— Exercise —
Return every one of the entries below word for word.

— The input —
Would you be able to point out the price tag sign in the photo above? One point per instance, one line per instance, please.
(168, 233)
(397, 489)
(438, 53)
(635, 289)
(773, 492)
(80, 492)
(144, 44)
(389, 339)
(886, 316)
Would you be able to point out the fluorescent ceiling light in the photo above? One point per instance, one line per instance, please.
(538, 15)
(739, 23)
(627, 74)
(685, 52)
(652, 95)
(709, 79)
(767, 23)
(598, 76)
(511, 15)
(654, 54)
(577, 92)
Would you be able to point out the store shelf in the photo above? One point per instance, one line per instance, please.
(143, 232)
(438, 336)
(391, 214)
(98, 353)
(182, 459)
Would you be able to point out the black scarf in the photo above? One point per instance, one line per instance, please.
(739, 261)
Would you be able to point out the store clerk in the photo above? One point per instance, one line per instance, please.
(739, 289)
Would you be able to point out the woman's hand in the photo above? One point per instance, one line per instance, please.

— Final result —
Would you be able to point out the price tag sign in the photo above? One point per instance, one line per instance, please.
(168, 233)
(397, 489)
(438, 53)
(635, 289)
(773, 492)
(80, 492)
(144, 44)
(389, 339)
(886, 316)
Would you be able to point out the fluorescent ceiling light in the photo above? One point per instance, one line per instance, please.
(538, 15)
(739, 23)
(627, 74)
(685, 52)
(652, 95)
(709, 79)
(767, 23)
(598, 76)
(511, 15)
(654, 54)
(577, 92)
Would you be able to point out the store shelf in the photo above? One point per instance, one line per instance, please.
(143, 232)
(438, 336)
(391, 214)
(98, 353)
(182, 459)
Would you be able to point out the black scarf in the photo above? One point per instance, one line per instance, please.
(739, 261)
Would you be able to point out the store clerk in the photo above? One point per instance, one line per instance, please.
(739, 289)
Would you be able to point out the woman's hand in the photo above? One point per instance, one line per instance, please.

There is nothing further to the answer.